Materialistic or Shallow Questions
"What kind of car do you drive?"
- This can come across as superficial and materialistic.
"Do you live in a big house or an apartment?"
- Avoid questions that might make her feel judged by her living situation.
"What’s the most expensive thing you own?"
- It’s better to focus on her personality rather than her possessions.
"Do you always dress like this?"
- This could make her self-conscious about her appearance.
"How much did your outfit cost?"
- Commenting on cost rather than complimenting her style is a red flag.
Overly Sexual or Explicit Questions
"What’s your favorite position?"
- Sexual questions are inappropriate on a first date unless she initiates such a conversation.
"Do you think I’m hot?"
- This comes across as insecure or self-absorbed.
"What’s your wildest fantasy?"
- Save intimate discussions for when you both feel comfortable and connected.
"How often do you... you know?"

---

[WHAT IS EXPECTED] Carry on the list of questions to avoid on a first date from its last line. The items aren't needed for anything here.

---

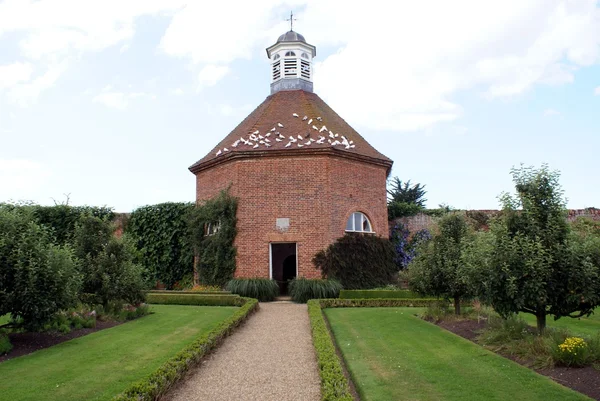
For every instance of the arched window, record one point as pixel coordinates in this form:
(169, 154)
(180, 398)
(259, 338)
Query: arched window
(359, 223)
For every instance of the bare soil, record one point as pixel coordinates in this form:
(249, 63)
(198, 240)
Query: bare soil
(26, 343)
(585, 380)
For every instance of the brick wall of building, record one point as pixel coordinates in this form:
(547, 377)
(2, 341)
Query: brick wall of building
(317, 193)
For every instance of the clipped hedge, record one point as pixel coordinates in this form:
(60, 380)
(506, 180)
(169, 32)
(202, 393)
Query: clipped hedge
(377, 303)
(195, 299)
(303, 289)
(370, 294)
(157, 383)
(334, 385)
(263, 289)
(189, 292)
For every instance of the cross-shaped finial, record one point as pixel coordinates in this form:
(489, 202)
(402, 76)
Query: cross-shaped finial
(291, 19)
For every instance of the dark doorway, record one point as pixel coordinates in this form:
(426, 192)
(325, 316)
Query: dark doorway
(283, 264)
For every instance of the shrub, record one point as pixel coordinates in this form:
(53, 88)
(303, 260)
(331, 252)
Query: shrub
(216, 252)
(334, 385)
(160, 233)
(573, 351)
(370, 294)
(358, 261)
(109, 272)
(263, 289)
(158, 382)
(37, 278)
(195, 299)
(438, 268)
(5, 345)
(302, 289)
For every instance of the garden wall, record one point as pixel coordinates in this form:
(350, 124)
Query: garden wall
(422, 220)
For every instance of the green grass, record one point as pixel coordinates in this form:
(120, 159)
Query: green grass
(583, 326)
(4, 319)
(103, 364)
(393, 355)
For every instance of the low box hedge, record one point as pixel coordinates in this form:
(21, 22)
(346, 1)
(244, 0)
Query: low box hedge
(189, 292)
(195, 299)
(377, 303)
(334, 385)
(157, 383)
(384, 294)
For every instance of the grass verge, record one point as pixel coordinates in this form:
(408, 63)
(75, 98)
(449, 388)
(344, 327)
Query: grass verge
(102, 365)
(391, 354)
(334, 385)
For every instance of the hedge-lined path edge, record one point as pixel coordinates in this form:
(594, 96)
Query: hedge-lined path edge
(271, 357)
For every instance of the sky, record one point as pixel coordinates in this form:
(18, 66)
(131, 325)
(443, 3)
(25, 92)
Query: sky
(109, 102)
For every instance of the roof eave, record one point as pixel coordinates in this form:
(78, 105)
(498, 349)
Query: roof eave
(200, 166)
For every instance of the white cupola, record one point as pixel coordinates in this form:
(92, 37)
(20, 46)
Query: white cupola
(291, 63)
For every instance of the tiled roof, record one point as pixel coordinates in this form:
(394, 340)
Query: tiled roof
(292, 122)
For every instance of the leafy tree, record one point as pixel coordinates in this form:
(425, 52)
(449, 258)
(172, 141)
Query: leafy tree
(405, 200)
(37, 277)
(106, 263)
(161, 234)
(405, 245)
(358, 261)
(535, 263)
(437, 269)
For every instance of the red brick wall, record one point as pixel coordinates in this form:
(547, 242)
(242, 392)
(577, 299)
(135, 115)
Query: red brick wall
(422, 221)
(317, 193)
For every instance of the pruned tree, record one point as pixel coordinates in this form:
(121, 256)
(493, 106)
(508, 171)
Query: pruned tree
(437, 269)
(535, 263)
(405, 200)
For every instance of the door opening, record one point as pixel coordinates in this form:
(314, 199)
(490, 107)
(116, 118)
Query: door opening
(283, 264)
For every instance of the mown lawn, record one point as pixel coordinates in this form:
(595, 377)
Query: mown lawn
(588, 327)
(102, 364)
(393, 355)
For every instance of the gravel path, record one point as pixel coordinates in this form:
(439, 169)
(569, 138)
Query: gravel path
(271, 357)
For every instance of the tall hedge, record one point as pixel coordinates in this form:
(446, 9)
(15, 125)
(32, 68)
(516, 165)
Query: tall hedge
(216, 252)
(160, 233)
(62, 219)
(358, 261)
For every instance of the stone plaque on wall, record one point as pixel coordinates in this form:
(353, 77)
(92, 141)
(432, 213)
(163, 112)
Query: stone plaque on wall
(282, 224)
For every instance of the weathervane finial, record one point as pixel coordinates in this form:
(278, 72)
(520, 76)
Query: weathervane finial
(291, 19)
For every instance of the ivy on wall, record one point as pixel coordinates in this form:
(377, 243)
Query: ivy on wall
(213, 230)
(160, 233)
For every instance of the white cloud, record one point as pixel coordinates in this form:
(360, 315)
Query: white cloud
(119, 100)
(12, 74)
(551, 112)
(19, 178)
(53, 32)
(211, 74)
(25, 94)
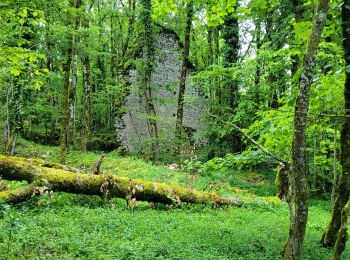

---

[FINAL ANSWER]
- Such questions are too explicit and not suitable for early interactions.
"Would you consider a one-night stand?"
- This can give the impression that you're not interested in a serious relationship.
Judgmental or Negative Questions
"Why do you eat that much/little?"
- Food choices are personal, and commenting on them can be hurtful.
"Don’t you think you’re too old/young for this?"
- Ageist remarks are rude and dismissive.
"Why do you believe in that religion/politics?"
- Avoid contentious topics that could lead to an argument unless discussed respectfully.
"Are you sure you’re over your ex?"
- This assumes she’s not ready to move on and can make her defensive.
"Why do you look different in your pictures?"
- This question can sound accusatory and make her feel judged.
Overly Pessimistic or Heavy Questions
"Do you think true love even exists?"
- A first date is meant to be light and enjoyable, not philosophical.
"What’s the worst thing that’s ever happened to you?"
- Avoid bringing up topics that could be traumatic or heavy.
"Do you have a lot of debt?"
- Financial burdens are not something to discuss early in dating.
"What’s your biggest regret in life?"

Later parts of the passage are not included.